[Location identification entries]

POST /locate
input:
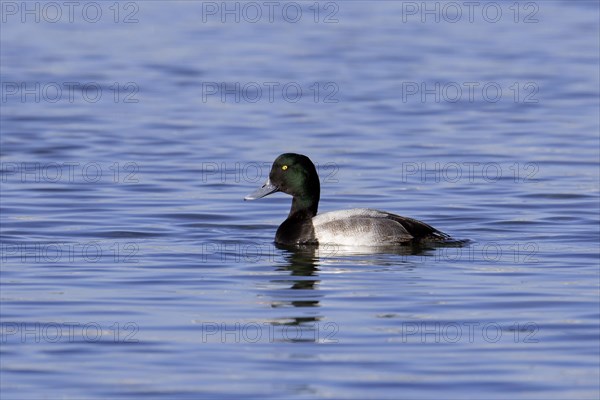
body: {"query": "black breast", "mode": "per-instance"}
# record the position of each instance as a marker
(296, 231)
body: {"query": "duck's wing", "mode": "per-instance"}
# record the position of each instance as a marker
(363, 226)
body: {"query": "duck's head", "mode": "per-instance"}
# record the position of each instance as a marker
(295, 175)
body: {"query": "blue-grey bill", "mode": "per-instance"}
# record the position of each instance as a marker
(263, 191)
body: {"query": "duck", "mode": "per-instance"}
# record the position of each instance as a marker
(296, 175)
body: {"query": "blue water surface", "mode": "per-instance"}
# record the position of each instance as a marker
(131, 131)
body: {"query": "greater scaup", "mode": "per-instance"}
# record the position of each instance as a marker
(295, 174)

*EXERCISE DETAILS:*
Format every line in the entries above as a numbered list, skipping blank lines and leaving out the pictures.

*EXPECTED OUTPUT:*
1. POST /locate
2. input:
3. body: {"query": "black breast", "mode": "per-instance"}
4. # record the position of each instance as a marker
5. (296, 231)
6. body: {"query": "duck's wing", "mode": "per-instance"}
7. # record the position of each instance as a marker
8. (363, 226)
9. body: {"query": "duck's head", "mode": "per-instance"}
10. # record the position of each instance as a marker
11. (295, 175)
12. body: {"query": "blue-grey bill", "mode": "per-instance"}
13. # record the position of each instance as a marker
14. (263, 191)
15. body: {"query": "duck", "mode": "per-instance"}
16. # record the position of each instance as a marker
17. (296, 175)
18. body: {"query": "blue water surface", "mode": "per-instance"}
19. # record the position of each instance as a marker
20. (131, 131)
21. body: {"query": "greater scaup", "mode": "per-instance"}
22. # record the position of each instance as a marker
23. (295, 174)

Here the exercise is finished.